> [To be done]
Repeat every line of the data below without changing a single character.

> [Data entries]

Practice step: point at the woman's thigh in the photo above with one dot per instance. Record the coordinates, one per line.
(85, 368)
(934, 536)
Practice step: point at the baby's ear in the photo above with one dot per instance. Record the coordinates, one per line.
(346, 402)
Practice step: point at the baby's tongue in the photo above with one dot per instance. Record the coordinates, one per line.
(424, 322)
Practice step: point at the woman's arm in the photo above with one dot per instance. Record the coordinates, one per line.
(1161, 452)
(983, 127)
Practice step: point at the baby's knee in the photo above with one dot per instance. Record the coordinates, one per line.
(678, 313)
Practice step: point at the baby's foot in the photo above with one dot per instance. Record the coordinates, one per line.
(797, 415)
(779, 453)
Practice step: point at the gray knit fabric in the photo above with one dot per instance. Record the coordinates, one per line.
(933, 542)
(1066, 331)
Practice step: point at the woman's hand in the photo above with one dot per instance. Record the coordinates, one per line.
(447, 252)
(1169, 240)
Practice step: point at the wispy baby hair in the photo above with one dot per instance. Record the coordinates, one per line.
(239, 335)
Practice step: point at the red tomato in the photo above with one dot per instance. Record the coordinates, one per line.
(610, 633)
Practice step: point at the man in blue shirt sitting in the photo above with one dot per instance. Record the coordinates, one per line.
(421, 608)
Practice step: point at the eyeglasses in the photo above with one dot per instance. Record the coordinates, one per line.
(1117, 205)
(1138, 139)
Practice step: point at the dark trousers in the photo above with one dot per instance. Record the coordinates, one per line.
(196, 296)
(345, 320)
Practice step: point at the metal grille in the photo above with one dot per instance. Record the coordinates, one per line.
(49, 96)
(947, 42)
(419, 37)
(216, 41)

> [Right answer]
Practice step: point at the woman's thigh in the photo above with one dot per instance. Record the coordinates, one per line.
(85, 368)
(934, 536)
Practice step: point at the baby's ear in the photo above with one dot per instance. Record the coordinates, one per line.
(346, 402)
Practice step: point at the baby's tongue in the photo above with one dot per instance. Record the coordinates, one per line.
(424, 322)
Practice step: point at the woman's arm in the photo above with one dot per instance. Record the coordinates, one per line.
(1161, 452)
(983, 127)
Practice step: point at the baby's knee in the photo above with one dot per instance. Record the coordinates, one per line.
(678, 313)
Practice step: point at the baby's foot in the photo above with one dot per instance. Record the coordinates, one per line.
(797, 415)
(779, 453)
Practice step: point at the gray knit fabric in the photo above with one dot per instance. Record the coordinates, one per line.
(933, 542)
(1066, 331)
Practice step: point at the woman's hand in the photo above with one dot per instance. Record the coordinates, one per line.
(447, 252)
(1169, 240)
Practice step: point at the wispy baby hair in the photo above with one dot per instance. Record the coordinates, one per line.
(239, 335)
Practice step: point at the red tomato in the photo above with one dot per instance. Record the coordinates, one per line.
(610, 633)
Practice step: point at the man in blue shirt sitting in the photo above with one dot per instance. Record the coordinates, one per line.
(421, 608)
Practice step: point at the eyeglasses in the photo above with one dot per instance. Record the coordinates, one per line.
(1117, 205)
(1138, 139)
Practice step: point at the dark trousers in the photo above with one dot per instance. Record the coordinates, one per line.
(196, 296)
(345, 320)
Practice step: point at the metal grille in the photo above with one dot per instance. Record the coordinates, one per line.
(49, 96)
(947, 42)
(419, 37)
(216, 41)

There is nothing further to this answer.